> Exercise instructions: Present all of the rows below as a numbered list, leaving out any blank lines.

> Items in a dataset:

§ §

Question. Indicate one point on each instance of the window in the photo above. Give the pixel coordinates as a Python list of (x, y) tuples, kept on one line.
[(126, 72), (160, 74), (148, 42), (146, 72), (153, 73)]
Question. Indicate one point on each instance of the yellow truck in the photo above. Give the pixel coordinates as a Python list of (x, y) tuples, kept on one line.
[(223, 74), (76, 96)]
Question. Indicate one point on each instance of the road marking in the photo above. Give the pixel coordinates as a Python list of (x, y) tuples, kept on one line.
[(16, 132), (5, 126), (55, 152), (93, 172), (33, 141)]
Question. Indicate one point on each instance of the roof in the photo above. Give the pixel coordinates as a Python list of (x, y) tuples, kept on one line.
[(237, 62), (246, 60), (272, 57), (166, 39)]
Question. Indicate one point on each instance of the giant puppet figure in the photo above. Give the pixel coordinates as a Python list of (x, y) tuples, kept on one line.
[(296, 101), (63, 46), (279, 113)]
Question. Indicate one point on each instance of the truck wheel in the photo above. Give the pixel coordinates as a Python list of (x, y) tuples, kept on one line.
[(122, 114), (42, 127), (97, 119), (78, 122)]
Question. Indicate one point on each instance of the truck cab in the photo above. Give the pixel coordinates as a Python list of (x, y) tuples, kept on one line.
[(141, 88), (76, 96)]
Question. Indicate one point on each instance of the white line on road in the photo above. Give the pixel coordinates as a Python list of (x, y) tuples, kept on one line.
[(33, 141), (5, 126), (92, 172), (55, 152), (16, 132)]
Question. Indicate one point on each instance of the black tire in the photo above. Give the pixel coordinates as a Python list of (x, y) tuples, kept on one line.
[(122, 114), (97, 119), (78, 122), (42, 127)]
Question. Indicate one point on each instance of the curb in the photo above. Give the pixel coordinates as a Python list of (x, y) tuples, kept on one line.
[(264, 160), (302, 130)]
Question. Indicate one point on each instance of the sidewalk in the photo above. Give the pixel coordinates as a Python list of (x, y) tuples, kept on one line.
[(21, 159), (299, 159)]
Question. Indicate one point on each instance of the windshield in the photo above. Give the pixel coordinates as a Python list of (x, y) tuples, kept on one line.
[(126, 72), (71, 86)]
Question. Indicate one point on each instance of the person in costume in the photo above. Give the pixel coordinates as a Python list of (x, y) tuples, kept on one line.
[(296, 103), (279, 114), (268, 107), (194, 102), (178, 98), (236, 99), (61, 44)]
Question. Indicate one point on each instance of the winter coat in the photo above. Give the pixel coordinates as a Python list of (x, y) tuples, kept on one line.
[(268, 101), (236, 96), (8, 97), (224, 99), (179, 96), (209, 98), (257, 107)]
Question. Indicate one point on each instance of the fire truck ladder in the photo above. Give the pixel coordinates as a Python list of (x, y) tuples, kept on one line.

§ §

> Answer:
1. Question. Indicate one point on each instance of the window in the photo above. Give the pixel coordinates as a Python list of (x, y) tuples, kept on one line.
2. [(126, 72), (160, 74), (148, 42), (146, 72), (153, 73)]
3. Question. Indicate one point on each instance of the yellow truck in the photo above. Give the pixel coordinates as a Python list of (x, y) tuples, kept on one line.
4. [(223, 74), (76, 96)]
5. Question. Indicate one point on each instance of the road marking in the photo above. Give the pixel coordinates as a Python list of (x, y) tuples, kept on one line.
6. [(16, 132), (5, 126), (55, 152), (93, 172), (33, 141)]
7. Question. Indicate one point on each instance of the roof in the photo above. Give the pixel coordinates as a Python list of (x, y) tuples, kept on one line.
8. [(237, 62), (246, 60), (272, 57), (166, 39)]
9. Question. Indicate one point on each instance of the giant puppet figure in the photo above. Give the pixel coordinates as a Python list of (x, y) tuples, kept on one line.
10. [(296, 101), (63, 46), (279, 113)]
11. Question. Indicate one point on each instance of the truck wheel in the photo above. Give the pixel coordinates as a Python list of (x, y) tuples, kept on one line.
12. [(122, 114), (42, 127), (97, 119), (78, 122)]
13. Question. Indicate one point on each instance of the truck cab in the photo above. Give the pixel coordinates as a Python list of (x, y) tuples, kept on one line.
14. [(141, 88), (76, 96)]
15. Question. Indicate one point on each instance of the white line on road in the photo above. Give the pixel coordinates as a Python list of (x, y) tuples, kept on one line.
16. [(33, 141), (5, 126), (92, 172), (55, 152), (16, 132)]
17. Question. Indicate one point on each instance of the black tire in the photo above. Give the pixel coordinates as a Python list of (x, y) tuples, kept on one line.
18. [(122, 114), (97, 119), (78, 122), (42, 127)]
19. Question. Indicate one point on each instance of the curb in the photo above. Give the pixel coordinates as a Python list of (x, y) tuples, kept on one line.
20. [(264, 160), (302, 130)]
21. Question. Indicate one point on each instance of the sidewalk in the photo above. Give the pixel coordinates as a Python list of (x, y) tuples, kept on one line.
22. [(21, 159), (299, 159)]
23. Question. Indicate one point on each instance of the windshield in the photo above. Give the pixel coordinates as a Python list of (x, y) tuples, kept on one line.
24. [(126, 72), (71, 86)]
25. Question. Indicate one point on each instance of the person in costume in the photo above. Give the pixel coordinates as a Python list of (x, y) tuples, kept on one line.
26. [(296, 103), (279, 114), (268, 107), (194, 102), (178, 98), (236, 99), (61, 44)]
27. Question. Indicate one point on each instance of the winter coat in the photo above. Give the pixel coordinates as a Python list of (x, y) tuples, kept on one line.
28. [(268, 101), (236, 96), (8, 97), (224, 99), (179, 96), (209, 98), (257, 107)]
29. Question. Indicate one point on each instance of the fire truck ladder in the photo above. Give the pixel coordinates as a Python list of (x, y) tuples, kept on one line.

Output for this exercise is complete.